# Libraries

## Install modules if necessary

In [1]:
!pip install transformers
!pip install xmltodict
!pip install pandas
!pip install numpy
!pip3 install torch==1.10.0+cu102 torchvision==0.11.1+cu102 torchaudio===0.10.0+cu102 -f https://download.pytorch.org/whl/cu102/torch_stable.html
!pip install nltk
!pip install sklearn

Looking in links: https://download.pytorch.org/whl/cu102/torch_stable.html


## Import Modules

In [2]:
import numpy as np
import pandas as pd
import xml.etree.ElementTree as ET
import torch
from torch import nn
import nltk
from nltk.corpus import wordnet as wn
from sklearn.metrics import f1_score
nltk.download('wordnet')

[nltk_data] Downloading package wordnet to
[nltk_data]     C:\Users\hms17\AppData\Roaming\nltk_data...
[nltk_data]   Package wordnet is already up-to-date!


True

In [3]:
import transformers as trf
import random, time, datetime, warnings
from collections import defaultdict
warnings.filterwarnings('ignore') 

In [4]:
dev = torch.device('cuda:0')

# Model Training

## Loading Datasets

In [5]:
# This function reads a dataset xml file and its gold.key.txt file, and 
def loadDataset(path):
  data = ET.parse(path + '.data.xml')

What is expected: Transcribe the passage of the notebook starting at "# Model Training" and ending at "ET.parse(path + '.data.xml')".

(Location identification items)
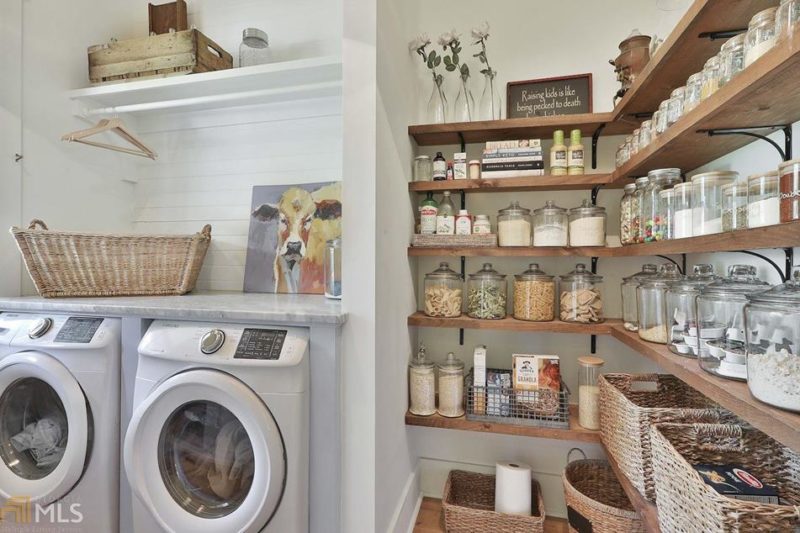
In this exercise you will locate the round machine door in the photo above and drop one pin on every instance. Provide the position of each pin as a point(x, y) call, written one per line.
point(203, 453)
point(45, 428)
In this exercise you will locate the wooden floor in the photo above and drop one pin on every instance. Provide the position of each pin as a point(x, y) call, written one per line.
point(431, 520)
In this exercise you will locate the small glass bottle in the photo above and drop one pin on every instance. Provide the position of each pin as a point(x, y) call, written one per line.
point(589, 391)
point(451, 387)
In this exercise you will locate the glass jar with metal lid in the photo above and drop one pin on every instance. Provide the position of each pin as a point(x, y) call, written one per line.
point(760, 35)
point(550, 225)
point(682, 309)
point(581, 298)
point(720, 333)
point(443, 292)
point(707, 200)
point(651, 304)
point(514, 226)
point(534, 295)
point(630, 312)
point(587, 225)
point(772, 321)
point(486, 294)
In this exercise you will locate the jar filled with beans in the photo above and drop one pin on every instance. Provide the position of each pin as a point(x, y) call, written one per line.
point(534, 295)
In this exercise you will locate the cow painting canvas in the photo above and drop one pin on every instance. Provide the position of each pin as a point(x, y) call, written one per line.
point(289, 226)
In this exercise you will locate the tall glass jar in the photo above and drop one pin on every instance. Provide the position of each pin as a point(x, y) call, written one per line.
point(760, 35)
point(707, 200)
point(443, 292)
point(773, 344)
point(451, 387)
point(764, 199)
point(534, 295)
point(581, 298)
point(630, 311)
point(486, 294)
point(589, 391)
point(720, 316)
point(550, 225)
point(514, 226)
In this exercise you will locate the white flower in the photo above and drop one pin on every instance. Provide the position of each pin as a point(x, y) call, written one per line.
point(481, 31)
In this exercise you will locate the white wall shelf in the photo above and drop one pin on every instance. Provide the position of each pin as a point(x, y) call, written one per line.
point(274, 82)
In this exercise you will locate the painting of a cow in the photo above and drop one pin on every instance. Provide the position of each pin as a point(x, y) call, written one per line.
point(289, 226)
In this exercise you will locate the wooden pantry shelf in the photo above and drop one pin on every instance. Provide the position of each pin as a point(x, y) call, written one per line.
point(574, 433)
point(684, 51)
point(763, 95)
point(516, 128)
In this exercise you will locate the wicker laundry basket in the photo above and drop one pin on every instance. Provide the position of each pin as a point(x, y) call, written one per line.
point(85, 264)
point(687, 503)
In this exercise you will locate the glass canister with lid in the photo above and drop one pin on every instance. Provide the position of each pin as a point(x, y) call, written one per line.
point(486, 294)
point(587, 225)
point(550, 225)
point(630, 311)
point(514, 226)
point(534, 295)
point(720, 333)
point(651, 304)
point(581, 298)
point(682, 309)
point(443, 292)
point(773, 344)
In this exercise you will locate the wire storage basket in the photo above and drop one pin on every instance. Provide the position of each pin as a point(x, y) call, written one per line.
point(499, 402)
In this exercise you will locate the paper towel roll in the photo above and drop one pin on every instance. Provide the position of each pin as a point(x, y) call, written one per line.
point(512, 490)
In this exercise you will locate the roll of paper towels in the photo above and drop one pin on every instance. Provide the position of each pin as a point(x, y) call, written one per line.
point(512, 489)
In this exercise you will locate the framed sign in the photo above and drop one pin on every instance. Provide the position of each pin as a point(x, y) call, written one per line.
point(567, 95)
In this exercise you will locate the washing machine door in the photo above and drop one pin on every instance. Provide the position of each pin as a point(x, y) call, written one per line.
point(203, 453)
point(45, 428)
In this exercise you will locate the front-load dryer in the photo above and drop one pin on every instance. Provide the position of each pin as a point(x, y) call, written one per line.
point(59, 423)
point(218, 441)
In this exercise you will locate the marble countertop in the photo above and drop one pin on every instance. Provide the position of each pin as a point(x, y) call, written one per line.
point(205, 306)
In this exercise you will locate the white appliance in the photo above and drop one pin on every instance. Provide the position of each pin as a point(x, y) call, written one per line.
point(218, 440)
point(59, 422)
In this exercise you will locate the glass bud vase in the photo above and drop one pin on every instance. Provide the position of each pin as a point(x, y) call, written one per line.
point(491, 105)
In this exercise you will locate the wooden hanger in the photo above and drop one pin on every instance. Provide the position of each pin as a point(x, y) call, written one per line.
point(113, 125)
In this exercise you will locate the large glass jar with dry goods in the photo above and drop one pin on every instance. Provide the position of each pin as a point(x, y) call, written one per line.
point(486, 294)
point(534, 295)
point(720, 330)
point(550, 225)
point(630, 312)
point(443, 292)
point(581, 297)
point(682, 309)
point(772, 321)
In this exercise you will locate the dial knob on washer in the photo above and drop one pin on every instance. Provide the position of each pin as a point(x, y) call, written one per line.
point(40, 327)
point(212, 341)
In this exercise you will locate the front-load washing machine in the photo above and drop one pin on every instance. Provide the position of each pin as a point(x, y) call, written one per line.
point(218, 440)
point(59, 423)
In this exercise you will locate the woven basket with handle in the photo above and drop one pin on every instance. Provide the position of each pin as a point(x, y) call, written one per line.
point(86, 264)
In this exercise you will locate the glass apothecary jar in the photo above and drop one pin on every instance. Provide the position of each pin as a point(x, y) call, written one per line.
point(443, 292)
point(486, 294)
point(550, 225)
point(451, 387)
point(773, 344)
point(534, 295)
point(763, 200)
point(514, 226)
point(682, 309)
point(581, 298)
point(587, 225)
point(760, 36)
point(630, 312)
point(707, 200)
point(720, 334)
point(589, 368)
point(421, 385)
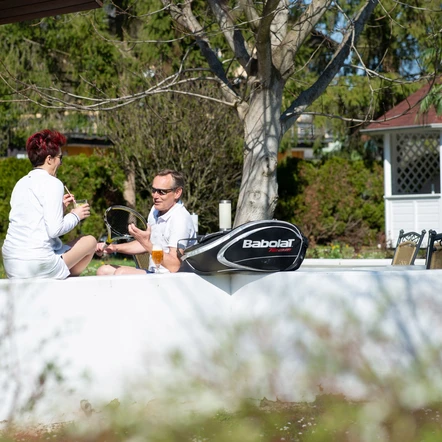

Correct output:
# Model Training

## Loading Datasets

In [5]:
# This function reads a dataset xml file and its gold.key.txt file, and 
def loadDataset(path):
  data = ET.parse(path + '.data.xml')